| Objective |
Give every line of the material below as a numbered list, skipping any blank lines. Leave the pictures out of your answer.
* Begin Dataset content *
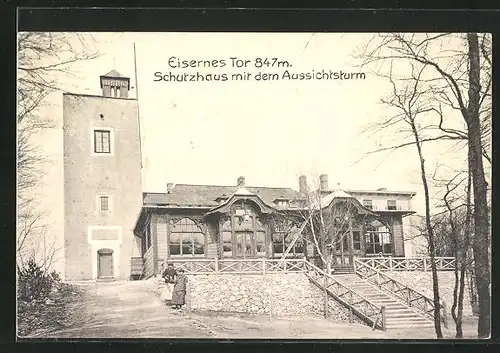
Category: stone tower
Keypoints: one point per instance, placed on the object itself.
(102, 180)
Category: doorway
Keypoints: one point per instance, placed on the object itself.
(347, 247)
(105, 263)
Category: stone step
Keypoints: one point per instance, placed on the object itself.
(399, 327)
(406, 319)
(403, 315)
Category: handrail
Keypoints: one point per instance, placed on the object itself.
(389, 263)
(406, 294)
(360, 306)
(237, 266)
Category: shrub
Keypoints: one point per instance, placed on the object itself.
(34, 283)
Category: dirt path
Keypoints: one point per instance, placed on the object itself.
(127, 309)
(131, 309)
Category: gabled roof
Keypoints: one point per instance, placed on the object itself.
(337, 194)
(242, 193)
(188, 195)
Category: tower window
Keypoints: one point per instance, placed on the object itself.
(104, 203)
(102, 141)
(391, 205)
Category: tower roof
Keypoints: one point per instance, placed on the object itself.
(115, 74)
(115, 78)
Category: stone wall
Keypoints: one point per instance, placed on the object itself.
(289, 294)
(422, 283)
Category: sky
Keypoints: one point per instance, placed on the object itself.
(270, 132)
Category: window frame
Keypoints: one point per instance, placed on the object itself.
(99, 203)
(93, 132)
(370, 201)
(379, 237)
(186, 235)
(283, 231)
(392, 207)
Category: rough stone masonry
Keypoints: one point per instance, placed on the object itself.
* End Dataset content *
| Solved exercise |
1. Category: stone tower
2. Keypoints: one point per instance, placed on the object itself.
3. (102, 180)
4. Category: doorway
5. Keypoints: one point per instance, placed on the object itself.
6. (347, 247)
7. (105, 263)
8. Category: stone step
9. Keypoints: one point per instance, placed on the object itself.
10. (399, 327)
11. (406, 319)
12. (403, 315)
13. Category: handrail
14. Keypoints: one point per instance, placed on the object itself.
15. (389, 263)
16. (406, 294)
17. (360, 306)
18. (237, 266)
19. Category: shrub
20. Keypoints: one point per instance, placed on the object itself.
21. (34, 283)
22. Category: dirt path
23. Keypoints: one point per instance, placed on the object itself.
24. (127, 309)
25. (131, 309)
26. Category: gabled roof
27. Keypoints: one point per instance, placed on the object itself.
28. (337, 194)
29. (242, 193)
30. (188, 195)
31. Category: tower window
32. Keypoints: one point per instance, placed on the object itself.
33. (104, 203)
34. (102, 141)
35. (391, 205)
36. Category: tower roof
37. Keypoints: one point per instance, placed on the object itself.
38. (115, 74)
39. (115, 78)
40. Category: stone wall
41. Keypoints: one point per instance, placed on the object itself.
42. (289, 294)
43. (422, 283)
44. Category: sky
45. Keypoints: one point per instance, placed on the object itself.
46. (270, 132)
47. Category: window frame
48. Keypoints: one point per instance, placed on the object itself.
49. (99, 203)
50. (93, 132)
51. (370, 201)
52. (379, 237)
53. (186, 235)
54. (283, 231)
55. (392, 207)
56. Category: rough stone masonry
57. Keypoints: one point per instance, placed on the object itself.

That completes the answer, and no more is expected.